WHAT YOU ARE ASKED TO DO
Your response should consist of the lines below, printed exactly.
PROVIDED DATA START
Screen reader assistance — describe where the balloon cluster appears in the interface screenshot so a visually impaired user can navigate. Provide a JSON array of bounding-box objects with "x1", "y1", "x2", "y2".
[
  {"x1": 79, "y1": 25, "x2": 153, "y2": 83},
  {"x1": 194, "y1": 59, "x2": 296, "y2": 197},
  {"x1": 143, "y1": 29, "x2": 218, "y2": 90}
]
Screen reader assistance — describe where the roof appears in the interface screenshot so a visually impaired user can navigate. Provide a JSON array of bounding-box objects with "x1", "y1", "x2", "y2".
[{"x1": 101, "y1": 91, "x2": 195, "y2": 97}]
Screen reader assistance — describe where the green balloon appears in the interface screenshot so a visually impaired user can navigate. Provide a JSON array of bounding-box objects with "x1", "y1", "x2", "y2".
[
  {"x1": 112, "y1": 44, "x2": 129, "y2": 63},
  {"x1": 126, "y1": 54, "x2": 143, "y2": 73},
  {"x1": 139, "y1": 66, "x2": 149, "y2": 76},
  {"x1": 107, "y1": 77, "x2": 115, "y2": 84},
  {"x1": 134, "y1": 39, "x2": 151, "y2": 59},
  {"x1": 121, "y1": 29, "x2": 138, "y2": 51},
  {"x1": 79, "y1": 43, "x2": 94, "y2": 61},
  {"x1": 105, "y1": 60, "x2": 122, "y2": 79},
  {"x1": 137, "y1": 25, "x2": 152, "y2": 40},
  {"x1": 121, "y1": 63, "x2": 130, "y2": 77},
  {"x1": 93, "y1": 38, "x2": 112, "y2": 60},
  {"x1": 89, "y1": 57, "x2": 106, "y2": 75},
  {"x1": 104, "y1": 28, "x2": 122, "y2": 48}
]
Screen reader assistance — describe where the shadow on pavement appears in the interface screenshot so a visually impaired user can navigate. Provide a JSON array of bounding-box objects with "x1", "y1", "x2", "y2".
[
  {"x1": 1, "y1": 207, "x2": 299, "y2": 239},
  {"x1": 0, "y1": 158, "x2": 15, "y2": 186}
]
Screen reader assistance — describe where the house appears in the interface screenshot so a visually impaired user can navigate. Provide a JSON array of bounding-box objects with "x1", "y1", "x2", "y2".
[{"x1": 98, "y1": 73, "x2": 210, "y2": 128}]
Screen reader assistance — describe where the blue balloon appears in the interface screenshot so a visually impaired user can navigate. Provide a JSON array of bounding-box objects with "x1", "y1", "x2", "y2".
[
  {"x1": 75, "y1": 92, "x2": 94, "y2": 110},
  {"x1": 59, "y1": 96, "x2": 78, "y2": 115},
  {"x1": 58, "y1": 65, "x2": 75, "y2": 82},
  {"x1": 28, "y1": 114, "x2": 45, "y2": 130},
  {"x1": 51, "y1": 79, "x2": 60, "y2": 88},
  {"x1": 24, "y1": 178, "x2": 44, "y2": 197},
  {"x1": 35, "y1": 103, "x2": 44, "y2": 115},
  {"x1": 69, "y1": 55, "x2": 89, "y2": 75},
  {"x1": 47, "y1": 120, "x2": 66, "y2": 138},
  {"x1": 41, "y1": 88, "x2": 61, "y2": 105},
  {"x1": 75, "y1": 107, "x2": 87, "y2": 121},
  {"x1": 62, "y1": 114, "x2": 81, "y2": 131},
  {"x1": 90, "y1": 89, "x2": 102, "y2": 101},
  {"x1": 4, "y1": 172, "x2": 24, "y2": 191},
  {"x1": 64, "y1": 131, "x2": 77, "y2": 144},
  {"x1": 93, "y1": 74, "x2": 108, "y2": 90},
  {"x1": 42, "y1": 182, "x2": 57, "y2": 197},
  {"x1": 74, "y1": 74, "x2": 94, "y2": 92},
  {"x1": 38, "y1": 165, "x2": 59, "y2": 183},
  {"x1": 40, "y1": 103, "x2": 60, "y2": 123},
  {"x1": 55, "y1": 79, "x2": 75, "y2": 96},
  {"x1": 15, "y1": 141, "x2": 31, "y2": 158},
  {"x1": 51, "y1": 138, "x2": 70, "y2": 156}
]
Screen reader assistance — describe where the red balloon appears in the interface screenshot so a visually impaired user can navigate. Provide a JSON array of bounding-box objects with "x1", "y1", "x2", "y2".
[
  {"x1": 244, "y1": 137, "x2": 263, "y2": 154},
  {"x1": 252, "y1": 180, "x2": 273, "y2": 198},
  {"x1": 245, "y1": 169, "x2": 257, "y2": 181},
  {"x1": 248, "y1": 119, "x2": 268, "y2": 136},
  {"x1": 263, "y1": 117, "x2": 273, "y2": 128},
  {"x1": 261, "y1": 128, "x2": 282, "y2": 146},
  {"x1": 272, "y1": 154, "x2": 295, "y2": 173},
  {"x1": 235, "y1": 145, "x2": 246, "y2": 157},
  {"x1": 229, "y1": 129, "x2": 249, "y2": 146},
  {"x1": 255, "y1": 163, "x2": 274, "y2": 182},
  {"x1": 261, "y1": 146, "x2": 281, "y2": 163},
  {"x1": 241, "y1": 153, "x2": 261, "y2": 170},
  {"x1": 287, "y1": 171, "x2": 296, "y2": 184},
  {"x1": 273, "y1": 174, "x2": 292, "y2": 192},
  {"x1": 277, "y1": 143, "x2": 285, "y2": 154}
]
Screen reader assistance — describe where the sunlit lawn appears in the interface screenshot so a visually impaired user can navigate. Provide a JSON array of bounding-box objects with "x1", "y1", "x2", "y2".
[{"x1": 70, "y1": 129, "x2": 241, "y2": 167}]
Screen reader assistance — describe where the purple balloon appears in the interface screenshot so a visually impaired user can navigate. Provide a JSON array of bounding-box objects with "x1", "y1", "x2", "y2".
PROVIDED DATA END
RESPONSE TO THE EXERCISE
Screen reader assistance — describe where the balloon cluster appears in the interface screenshot so a visually impaired user can navigate. Provide a JSON array of bounding-box objects with "x1", "y1", "x2", "y2".
[
  {"x1": 79, "y1": 25, "x2": 153, "y2": 83},
  {"x1": 194, "y1": 59, "x2": 296, "y2": 197},
  {"x1": 143, "y1": 29, "x2": 218, "y2": 90}
]
Screen reader assistance — describe where the roof appears in the interface screenshot so a visually impaired user can navigate. Provide a JSON array of bounding-box objects with "x1", "y1", "x2", "y2".
[{"x1": 101, "y1": 91, "x2": 195, "y2": 97}]
Screen reader assistance — describe where the green balloon appears in the interface screenshot so a visually impaired user can navigate. Provide a JSON array of bounding-box objects with "x1", "y1", "x2", "y2".
[
  {"x1": 112, "y1": 44, "x2": 129, "y2": 63},
  {"x1": 126, "y1": 54, "x2": 143, "y2": 73},
  {"x1": 139, "y1": 66, "x2": 149, "y2": 76},
  {"x1": 107, "y1": 77, "x2": 115, "y2": 84},
  {"x1": 134, "y1": 39, "x2": 151, "y2": 59},
  {"x1": 121, "y1": 29, "x2": 138, "y2": 51},
  {"x1": 79, "y1": 43, "x2": 94, "y2": 61},
  {"x1": 105, "y1": 60, "x2": 122, "y2": 79},
  {"x1": 137, "y1": 25, "x2": 152, "y2": 40},
  {"x1": 121, "y1": 63, "x2": 130, "y2": 77},
  {"x1": 93, "y1": 38, "x2": 112, "y2": 60},
  {"x1": 89, "y1": 57, "x2": 106, "y2": 75},
  {"x1": 104, "y1": 28, "x2": 122, "y2": 48}
]
Screen reader assistance — describe where the shadow on pavement appears in the interface screenshot so a visually impaired user can navigate. Provide a JSON array of bounding-box objects with "x1", "y1", "x2", "y2".
[
  {"x1": 1, "y1": 207, "x2": 299, "y2": 239},
  {"x1": 0, "y1": 158, "x2": 15, "y2": 186}
]
Screen reader assistance — describe where the house appears in the interface screenshot so a visually impaired user can navigate. Provide a JSON array of bounding-box objects with "x1", "y1", "x2", "y2".
[{"x1": 98, "y1": 73, "x2": 210, "y2": 128}]
Screen reader assistance — describe where the blue balloon appears in the interface screenshot so a visually impaired user can navigate. Provide a JSON array of bounding-box objects with "x1", "y1", "x2", "y2".
[
  {"x1": 75, "y1": 92, "x2": 94, "y2": 110},
  {"x1": 59, "y1": 96, "x2": 78, "y2": 115},
  {"x1": 58, "y1": 65, "x2": 75, "y2": 82},
  {"x1": 28, "y1": 114, "x2": 45, "y2": 130},
  {"x1": 51, "y1": 79, "x2": 60, "y2": 88},
  {"x1": 24, "y1": 178, "x2": 44, "y2": 197},
  {"x1": 35, "y1": 103, "x2": 44, "y2": 115},
  {"x1": 69, "y1": 55, "x2": 89, "y2": 75},
  {"x1": 47, "y1": 120, "x2": 66, "y2": 138},
  {"x1": 41, "y1": 88, "x2": 61, "y2": 105},
  {"x1": 75, "y1": 107, "x2": 87, "y2": 121},
  {"x1": 62, "y1": 114, "x2": 81, "y2": 131},
  {"x1": 90, "y1": 89, "x2": 102, "y2": 101},
  {"x1": 4, "y1": 172, "x2": 24, "y2": 191},
  {"x1": 64, "y1": 131, "x2": 77, "y2": 144},
  {"x1": 93, "y1": 74, "x2": 108, "y2": 90},
  {"x1": 42, "y1": 182, "x2": 57, "y2": 197},
  {"x1": 74, "y1": 74, "x2": 94, "y2": 92},
  {"x1": 38, "y1": 165, "x2": 59, "y2": 183},
  {"x1": 40, "y1": 103, "x2": 60, "y2": 123},
  {"x1": 55, "y1": 79, "x2": 75, "y2": 96},
  {"x1": 15, "y1": 141, "x2": 31, "y2": 158},
  {"x1": 51, "y1": 138, "x2": 70, "y2": 156}
]
Screen reader assistance — describe where the red balloon appears in the interface screenshot so a visually impaired user can navigate. Provide a JSON array of bounding-box objects with "x1", "y1", "x2", "y2".
[
  {"x1": 244, "y1": 137, "x2": 263, "y2": 154},
  {"x1": 252, "y1": 180, "x2": 273, "y2": 198},
  {"x1": 245, "y1": 169, "x2": 257, "y2": 181},
  {"x1": 248, "y1": 119, "x2": 268, "y2": 136},
  {"x1": 263, "y1": 117, "x2": 273, "y2": 128},
  {"x1": 261, "y1": 128, "x2": 282, "y2": 146},
  {"x1": 272, "y1": 154, "x2": 295, "y2": 173},
  {"x1": 235, "y1": 145, "x2": 246, "y2": 157},
  {"x1": 229, "y1": 129, "x2": 249, "y2": 146},
  {"x1": 255, "y1": 163, "x2": 274, "y2": 182},
  {"x1": 261, "y1": 146, "x2": 281, "y2": 163},
  {"x1": 241, "y1": 153, "x2": 261, "y2": 170},
  {"x1": 287, "y1": 171, "x2": 296, "y2": 184},
  {"x1": 273, "y1": 174, "x2": 292, "y2": 192},
  {"x1": 277, "y1": 143, "x2": 285, "y2": 154}
]
Screen reader assistance — describe where the sunlit lawn appears in the interface screenshot so a visually impaired user can navigate. Provide a JSON array of bounding-box objects with "x1", "y1", "x2", "y2".
[{"x1": 70, "y1": 129, "x2": 241, "y2": 167}]
Screen reader assistance — describe where the purple balloon appears in the interface screenshot so a visually impaired user can navigate. Provide a JSON array of bounding-box objects with "x1", "y1", "x2", "y2".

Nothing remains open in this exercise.